:: SELECTED EXTRACT ::

((

Regards and lose our email address,
(Your Name)
I think if I move on to printing out queries and going that route... I'm going to include a self-addressed rejection letter with blanks to fill in. It'll be like picking out a gynecologist. You know that no good will come of it, so you might as well go for the most comfortable. I'll be feeling a little defeatest by the time that rolls around apparently.
By the way, this was tongue-in-cheek humor. (Actually... basically everything I write is either that or full-on sarcasm.)
Oh... hey... it's time for yoga. I should get going.
Homonyms... tricky little blighters
T- "Mom, how do ferries float?"
W- "Sweetie, fairies don't exist. Of course... you're not supposed to say that because one falls dead every time you do... but... No. Wait. That's pixies. You probably still shouldn't say that about fairies, though, because they're mostly the same." (Yes... that's right. I've been so thoroughly brain-washed by Disney that I mutter inane guilt-ridden gibberish at times.)
T- (puzzled silence) "What?"
W- "They don't exist."
T- "Yes they do."
W- "Uhhh...."
T- "NO. I'm talking about the ones on water."
W- "Water fairies?"
T- "Yes. You know... the ones on water. How do they float?"
W- "Fly?"
T- (sighs) "Ferries can't fly. The ones on water, Mom!"
W- (thinking to herself... 'Wouldn't water fairies still use their wings to get around?' )
B- (giggles)
T- "The big boats that cars go on... how do they float?"
W- "OH! Ferries." (Thinking, 'Wow... I knew more about fairies than ferries.' ) "They're like boats... so... yeah."
B- (giggles)
W- (laughs) "I thought you were talking about fairies not ferries."
This, of course, made us all laugh... partly because it sounded so stupid. Then... I rethought the whole conversation in his context and couldn't stop laughing.
I do believe in ferries... for the record, but if I didn't, I would hope they don't drop dead.
Tuesday, September 29, 2009
Brain... exploding... must... find... pie.
There must be pie for there to be sanity.
I was staring at a synopsis for too long. My brain aches. A book synopsis makes my eyes bleed. It's like watching your child get vampired... all of their juicy goodness is drained down to a Dick and Jane book. It's hard for me to tell the entire story in just a few pages without making it sound like I'm being patronizing. Hopefully, agents are used to that... adjective-free, psuedo writing. "See Honor go to the store. Honor kills monsters. Monsters want to eat Honor. Honor is unhappy." It's mind-numbing... like writing out a lobotomy. The back-cover pitch is fun. Synopsis... ugh.
Hopefully, the quality of my writing is not ever judged on a plot synopsis.

))

:: RECORDS SUPPLIED ::
((

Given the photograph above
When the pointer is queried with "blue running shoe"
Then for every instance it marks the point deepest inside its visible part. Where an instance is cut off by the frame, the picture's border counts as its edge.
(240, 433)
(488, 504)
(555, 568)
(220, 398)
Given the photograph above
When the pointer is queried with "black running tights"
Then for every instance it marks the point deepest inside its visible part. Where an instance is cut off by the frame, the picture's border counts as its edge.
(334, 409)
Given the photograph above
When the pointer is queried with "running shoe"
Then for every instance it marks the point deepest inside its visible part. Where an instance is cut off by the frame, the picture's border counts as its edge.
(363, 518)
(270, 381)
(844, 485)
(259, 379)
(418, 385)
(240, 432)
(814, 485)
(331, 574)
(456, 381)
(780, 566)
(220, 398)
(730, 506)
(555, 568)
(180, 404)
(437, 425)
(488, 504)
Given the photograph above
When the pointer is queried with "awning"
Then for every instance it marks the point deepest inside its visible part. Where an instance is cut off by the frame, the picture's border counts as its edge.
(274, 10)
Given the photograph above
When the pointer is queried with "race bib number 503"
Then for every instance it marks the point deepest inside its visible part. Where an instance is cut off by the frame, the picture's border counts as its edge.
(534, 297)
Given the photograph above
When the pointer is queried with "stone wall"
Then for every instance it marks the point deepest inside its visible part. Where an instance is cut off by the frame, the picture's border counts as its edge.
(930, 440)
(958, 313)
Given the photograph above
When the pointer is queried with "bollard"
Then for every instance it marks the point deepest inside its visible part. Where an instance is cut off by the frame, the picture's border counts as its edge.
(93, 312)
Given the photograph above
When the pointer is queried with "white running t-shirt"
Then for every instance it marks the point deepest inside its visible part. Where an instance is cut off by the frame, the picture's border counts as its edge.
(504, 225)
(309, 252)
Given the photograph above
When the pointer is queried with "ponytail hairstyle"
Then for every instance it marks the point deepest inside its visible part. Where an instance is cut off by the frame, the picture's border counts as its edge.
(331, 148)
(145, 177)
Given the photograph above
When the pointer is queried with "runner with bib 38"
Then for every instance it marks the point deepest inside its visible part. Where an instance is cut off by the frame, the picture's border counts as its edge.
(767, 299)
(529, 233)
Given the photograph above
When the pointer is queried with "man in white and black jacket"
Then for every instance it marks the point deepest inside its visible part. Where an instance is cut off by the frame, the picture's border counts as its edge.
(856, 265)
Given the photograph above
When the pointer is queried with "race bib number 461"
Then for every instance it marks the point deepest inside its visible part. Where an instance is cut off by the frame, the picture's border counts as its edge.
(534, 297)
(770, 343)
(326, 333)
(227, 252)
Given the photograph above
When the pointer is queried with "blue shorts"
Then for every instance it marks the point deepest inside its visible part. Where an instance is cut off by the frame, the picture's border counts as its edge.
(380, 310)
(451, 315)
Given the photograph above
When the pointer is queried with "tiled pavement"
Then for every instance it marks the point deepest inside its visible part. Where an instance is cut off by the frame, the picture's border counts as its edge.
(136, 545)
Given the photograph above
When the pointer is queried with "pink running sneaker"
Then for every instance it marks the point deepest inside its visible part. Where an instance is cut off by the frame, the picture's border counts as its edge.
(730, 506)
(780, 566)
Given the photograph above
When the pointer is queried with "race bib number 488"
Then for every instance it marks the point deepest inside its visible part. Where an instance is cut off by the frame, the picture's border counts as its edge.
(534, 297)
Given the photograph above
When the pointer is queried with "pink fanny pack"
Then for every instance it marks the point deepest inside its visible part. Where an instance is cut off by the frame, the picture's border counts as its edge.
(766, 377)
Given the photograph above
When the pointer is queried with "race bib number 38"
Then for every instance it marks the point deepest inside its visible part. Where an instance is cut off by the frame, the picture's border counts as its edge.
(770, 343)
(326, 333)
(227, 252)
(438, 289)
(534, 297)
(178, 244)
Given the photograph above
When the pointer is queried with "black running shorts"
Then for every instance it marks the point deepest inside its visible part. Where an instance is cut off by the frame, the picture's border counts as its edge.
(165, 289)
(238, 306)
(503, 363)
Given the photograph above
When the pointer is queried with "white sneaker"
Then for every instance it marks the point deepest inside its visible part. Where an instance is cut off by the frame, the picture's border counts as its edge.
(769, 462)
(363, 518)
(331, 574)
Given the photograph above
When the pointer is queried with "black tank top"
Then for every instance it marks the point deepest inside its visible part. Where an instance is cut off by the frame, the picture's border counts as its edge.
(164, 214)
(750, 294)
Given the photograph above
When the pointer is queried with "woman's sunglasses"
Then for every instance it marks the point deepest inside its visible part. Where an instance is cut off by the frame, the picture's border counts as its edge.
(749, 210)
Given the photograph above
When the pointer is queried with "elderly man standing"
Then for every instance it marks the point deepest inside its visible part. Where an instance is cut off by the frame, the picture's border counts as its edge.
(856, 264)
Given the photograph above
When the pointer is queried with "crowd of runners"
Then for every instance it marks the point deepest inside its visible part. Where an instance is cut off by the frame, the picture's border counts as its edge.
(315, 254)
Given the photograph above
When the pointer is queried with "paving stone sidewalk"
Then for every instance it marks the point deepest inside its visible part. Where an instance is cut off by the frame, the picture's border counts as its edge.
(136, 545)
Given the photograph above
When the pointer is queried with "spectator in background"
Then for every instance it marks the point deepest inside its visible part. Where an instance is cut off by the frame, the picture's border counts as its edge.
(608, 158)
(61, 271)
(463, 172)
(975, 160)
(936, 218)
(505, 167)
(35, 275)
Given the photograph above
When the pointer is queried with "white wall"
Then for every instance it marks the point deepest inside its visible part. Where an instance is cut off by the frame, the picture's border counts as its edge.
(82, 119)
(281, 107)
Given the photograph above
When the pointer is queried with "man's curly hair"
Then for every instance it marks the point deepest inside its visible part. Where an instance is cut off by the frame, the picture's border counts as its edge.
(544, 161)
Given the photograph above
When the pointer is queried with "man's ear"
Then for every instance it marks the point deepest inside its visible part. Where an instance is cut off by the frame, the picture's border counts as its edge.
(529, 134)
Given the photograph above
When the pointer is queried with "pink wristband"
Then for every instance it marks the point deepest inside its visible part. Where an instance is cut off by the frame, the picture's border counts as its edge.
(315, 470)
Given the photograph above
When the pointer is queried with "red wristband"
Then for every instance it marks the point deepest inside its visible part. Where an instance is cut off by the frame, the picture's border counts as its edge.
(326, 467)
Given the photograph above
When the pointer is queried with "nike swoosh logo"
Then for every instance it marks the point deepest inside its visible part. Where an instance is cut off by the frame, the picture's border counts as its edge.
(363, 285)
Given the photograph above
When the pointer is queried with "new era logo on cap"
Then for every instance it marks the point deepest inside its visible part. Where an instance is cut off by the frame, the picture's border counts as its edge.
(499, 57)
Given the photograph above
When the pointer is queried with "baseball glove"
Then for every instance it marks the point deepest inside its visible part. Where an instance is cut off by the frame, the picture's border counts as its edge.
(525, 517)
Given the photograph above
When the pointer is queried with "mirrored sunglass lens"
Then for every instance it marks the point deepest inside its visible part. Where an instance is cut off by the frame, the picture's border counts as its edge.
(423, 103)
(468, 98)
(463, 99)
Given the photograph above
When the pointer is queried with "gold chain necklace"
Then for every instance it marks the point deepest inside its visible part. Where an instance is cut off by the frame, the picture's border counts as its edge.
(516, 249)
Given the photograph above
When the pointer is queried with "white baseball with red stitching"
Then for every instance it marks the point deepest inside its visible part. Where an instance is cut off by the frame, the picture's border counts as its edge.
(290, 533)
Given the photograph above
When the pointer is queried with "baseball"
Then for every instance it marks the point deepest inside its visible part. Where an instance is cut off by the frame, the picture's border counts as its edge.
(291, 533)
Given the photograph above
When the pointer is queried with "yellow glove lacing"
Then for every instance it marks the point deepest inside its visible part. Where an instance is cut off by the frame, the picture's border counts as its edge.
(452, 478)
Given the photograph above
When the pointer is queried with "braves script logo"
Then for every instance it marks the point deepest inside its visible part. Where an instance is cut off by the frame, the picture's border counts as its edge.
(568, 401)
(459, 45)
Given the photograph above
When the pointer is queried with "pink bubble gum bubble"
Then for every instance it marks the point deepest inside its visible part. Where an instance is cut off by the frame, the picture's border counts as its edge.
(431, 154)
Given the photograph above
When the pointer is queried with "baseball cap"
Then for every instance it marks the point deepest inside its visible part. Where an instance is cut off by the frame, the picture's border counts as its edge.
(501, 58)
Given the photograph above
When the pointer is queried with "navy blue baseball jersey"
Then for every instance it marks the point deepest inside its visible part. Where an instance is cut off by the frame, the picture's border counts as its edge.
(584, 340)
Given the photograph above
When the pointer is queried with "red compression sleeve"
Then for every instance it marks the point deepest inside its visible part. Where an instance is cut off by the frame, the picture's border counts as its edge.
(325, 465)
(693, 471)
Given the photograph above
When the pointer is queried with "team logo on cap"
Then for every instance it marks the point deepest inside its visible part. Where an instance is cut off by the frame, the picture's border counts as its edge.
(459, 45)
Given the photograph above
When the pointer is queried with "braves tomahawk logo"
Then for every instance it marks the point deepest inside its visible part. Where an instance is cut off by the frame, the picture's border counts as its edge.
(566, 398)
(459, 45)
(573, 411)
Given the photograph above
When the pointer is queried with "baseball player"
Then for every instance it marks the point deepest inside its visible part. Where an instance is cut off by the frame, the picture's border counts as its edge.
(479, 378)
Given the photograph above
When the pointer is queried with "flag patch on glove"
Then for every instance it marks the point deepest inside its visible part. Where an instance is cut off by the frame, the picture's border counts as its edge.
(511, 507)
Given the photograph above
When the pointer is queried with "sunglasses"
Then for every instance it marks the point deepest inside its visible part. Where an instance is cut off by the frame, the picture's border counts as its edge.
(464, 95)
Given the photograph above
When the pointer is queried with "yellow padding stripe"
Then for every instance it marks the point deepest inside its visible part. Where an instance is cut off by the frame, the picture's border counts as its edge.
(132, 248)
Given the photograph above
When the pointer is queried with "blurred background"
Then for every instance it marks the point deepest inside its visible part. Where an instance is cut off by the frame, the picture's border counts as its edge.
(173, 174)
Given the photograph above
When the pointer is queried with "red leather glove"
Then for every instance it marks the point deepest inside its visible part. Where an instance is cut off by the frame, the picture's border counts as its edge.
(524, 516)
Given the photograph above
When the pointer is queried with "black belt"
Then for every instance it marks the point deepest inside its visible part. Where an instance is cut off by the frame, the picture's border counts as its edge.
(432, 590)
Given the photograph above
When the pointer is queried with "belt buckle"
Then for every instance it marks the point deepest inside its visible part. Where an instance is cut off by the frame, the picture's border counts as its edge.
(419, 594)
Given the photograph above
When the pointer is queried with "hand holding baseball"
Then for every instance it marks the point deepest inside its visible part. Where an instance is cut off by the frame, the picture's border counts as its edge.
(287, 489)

))

:: SET TASK 1 ::
Change "yoga" to "lunch" in the stretch of the blog excerpt from "Oh... hey... it's" through "gibberish at times.)", and write out that stretch.
:: SET TASK 2 ::
Pick out every line of the records that contains the word "blue", and copy each of those lines.
The blog excerpt and the records have no connection to each other.

:: SOLUTION 1 ::
Oh... hey... it's time for lunch. I should get going.
Homonyms... tricky little blighters
T- "Mom, how do ferries float?"
W- "Sweetie, fairies don't exist. Of course... you're not supposed to say that because one falls dead every time you do... but... No. Wait. That's pixies. You probably still shouldn't say that about fairies, though, because they're mostly the same." (Yes... that's right. I've been so thoroughly brain-washed by Disney that I mutter inane guilt-ridden gibberish at times.)

:: SOLUTION 2 ::
When the pointer is queried with "blue running shoe"
When the pointer is queried with "blue shorts"
When the pointer is queried with "navy blue baseball jersey"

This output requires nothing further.